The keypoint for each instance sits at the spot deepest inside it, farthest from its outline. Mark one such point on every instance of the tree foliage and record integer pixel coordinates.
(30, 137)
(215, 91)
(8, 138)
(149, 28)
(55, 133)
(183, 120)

—————

_Task goal:_ Print all the data exactly.

_Answer to this problem:_
The keypoint for each instance sits at the spot deepest inside it, farthest from its outline. Mark one such point on every instance of the tree foliage and record integer pixel coordinates.
(30, 137)
(215, 91)
(8, 138)
(149, 28)
(55, 133)
(183, 120)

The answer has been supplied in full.